*What you have to do*
Quote the records word for word from their first line up to and including the line with "(1007, 640)".

*Materials provided*

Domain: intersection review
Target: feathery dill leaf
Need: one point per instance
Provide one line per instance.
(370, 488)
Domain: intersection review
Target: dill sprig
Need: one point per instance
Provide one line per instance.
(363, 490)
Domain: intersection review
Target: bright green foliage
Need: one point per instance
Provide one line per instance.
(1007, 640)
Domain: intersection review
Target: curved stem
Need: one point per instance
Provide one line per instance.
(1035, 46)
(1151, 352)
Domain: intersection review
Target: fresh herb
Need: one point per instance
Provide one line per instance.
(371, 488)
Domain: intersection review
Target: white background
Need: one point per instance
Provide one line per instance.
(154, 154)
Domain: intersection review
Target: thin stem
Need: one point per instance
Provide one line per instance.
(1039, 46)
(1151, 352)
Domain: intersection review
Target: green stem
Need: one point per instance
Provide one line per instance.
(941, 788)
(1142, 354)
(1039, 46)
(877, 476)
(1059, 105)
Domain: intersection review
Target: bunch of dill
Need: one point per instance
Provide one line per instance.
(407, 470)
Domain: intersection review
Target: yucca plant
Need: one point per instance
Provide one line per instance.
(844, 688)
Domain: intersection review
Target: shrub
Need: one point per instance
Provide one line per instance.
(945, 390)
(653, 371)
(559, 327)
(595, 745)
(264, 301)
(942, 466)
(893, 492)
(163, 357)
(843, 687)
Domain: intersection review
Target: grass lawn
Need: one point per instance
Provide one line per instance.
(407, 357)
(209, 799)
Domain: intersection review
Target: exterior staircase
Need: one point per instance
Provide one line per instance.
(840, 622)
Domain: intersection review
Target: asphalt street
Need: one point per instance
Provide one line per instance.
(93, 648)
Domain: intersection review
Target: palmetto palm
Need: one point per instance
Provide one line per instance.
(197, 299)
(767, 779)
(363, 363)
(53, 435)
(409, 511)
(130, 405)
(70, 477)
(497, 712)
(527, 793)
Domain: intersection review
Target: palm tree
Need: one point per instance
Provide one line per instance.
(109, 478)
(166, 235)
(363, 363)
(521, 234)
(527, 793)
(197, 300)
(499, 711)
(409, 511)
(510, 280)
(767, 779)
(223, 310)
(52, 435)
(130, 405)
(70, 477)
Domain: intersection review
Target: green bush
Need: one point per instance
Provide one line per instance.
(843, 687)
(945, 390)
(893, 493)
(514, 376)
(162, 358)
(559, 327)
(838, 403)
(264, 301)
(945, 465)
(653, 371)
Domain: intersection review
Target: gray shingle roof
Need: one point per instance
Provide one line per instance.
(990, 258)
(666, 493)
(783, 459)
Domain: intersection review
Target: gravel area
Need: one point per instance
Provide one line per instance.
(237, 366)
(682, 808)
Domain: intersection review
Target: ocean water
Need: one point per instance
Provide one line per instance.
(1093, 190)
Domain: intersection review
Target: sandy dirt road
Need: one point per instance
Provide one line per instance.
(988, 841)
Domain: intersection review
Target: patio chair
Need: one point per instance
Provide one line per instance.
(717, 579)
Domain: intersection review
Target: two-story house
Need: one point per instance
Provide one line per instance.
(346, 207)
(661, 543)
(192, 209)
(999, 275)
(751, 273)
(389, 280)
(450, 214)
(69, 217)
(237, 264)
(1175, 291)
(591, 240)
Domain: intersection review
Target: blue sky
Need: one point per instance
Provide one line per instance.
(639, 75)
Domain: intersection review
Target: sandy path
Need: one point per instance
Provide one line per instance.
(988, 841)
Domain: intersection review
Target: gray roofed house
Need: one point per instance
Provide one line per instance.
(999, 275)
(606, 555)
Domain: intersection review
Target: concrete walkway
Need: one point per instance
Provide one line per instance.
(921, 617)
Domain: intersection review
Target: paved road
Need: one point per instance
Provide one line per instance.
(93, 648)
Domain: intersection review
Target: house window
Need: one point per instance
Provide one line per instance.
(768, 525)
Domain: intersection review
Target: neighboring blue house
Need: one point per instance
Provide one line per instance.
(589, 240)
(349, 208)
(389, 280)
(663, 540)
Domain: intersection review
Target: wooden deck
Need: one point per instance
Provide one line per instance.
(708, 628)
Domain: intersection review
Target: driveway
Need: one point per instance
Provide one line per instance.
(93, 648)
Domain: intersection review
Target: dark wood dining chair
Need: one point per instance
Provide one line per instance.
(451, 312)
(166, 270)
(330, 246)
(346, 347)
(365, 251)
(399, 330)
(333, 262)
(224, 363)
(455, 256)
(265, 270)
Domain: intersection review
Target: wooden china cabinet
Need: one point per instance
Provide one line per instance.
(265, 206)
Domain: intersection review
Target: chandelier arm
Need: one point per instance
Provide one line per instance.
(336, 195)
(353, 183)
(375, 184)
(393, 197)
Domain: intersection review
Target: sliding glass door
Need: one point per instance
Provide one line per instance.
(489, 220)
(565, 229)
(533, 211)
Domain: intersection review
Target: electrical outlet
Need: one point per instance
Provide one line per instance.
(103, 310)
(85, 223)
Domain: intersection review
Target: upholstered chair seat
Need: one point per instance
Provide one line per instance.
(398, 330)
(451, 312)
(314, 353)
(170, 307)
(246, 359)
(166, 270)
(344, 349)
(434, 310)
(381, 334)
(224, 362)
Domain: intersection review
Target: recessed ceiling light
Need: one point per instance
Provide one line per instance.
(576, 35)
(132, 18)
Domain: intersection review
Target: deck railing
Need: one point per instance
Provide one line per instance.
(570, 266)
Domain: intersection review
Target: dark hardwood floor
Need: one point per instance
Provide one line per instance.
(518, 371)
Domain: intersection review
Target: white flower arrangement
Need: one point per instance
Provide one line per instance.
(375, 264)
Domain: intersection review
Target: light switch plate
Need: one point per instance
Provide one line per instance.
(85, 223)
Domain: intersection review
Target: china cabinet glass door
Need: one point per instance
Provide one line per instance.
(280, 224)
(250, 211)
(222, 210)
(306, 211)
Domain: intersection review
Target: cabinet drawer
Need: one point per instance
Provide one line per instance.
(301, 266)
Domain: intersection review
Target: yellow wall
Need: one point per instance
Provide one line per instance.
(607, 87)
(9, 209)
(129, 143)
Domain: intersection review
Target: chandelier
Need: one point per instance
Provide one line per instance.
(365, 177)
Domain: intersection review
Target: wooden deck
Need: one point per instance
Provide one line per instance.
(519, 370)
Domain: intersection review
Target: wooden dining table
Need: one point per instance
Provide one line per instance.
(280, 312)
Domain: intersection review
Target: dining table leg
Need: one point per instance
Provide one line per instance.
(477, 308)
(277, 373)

*Response*
Domain: intersection review
Target: feathery dill leaf
Need: one point per instance
Provide one line per instance.
(370, 488)
Domain: intersection review
Target: dill sprig
Need: one point per instance
Provide one line per instance.
(363, 490)
Domain: intersection review
Target: bright green foliage
Need: one point per instance
Provide one line per instance.
(1007, 640)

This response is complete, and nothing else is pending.